(Exercise data):
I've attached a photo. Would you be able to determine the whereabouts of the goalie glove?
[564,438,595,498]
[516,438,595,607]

==

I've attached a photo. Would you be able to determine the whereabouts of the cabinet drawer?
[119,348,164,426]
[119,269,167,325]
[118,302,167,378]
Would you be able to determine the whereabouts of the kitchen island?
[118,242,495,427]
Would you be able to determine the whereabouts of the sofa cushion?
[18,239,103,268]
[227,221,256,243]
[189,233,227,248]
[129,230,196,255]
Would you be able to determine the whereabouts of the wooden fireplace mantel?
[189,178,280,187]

(Given request): Can you update the records from the line with "the goalie glove?" up to and including the line with "[516,438,595,607]", replacing "whereabouts" with "location" and changing nothing else? Return only those lines.

(The response):
I've attached a photo. Would you be able to determine the location of the goalie glove?
[564,438,595,498]
[516,438,595,607]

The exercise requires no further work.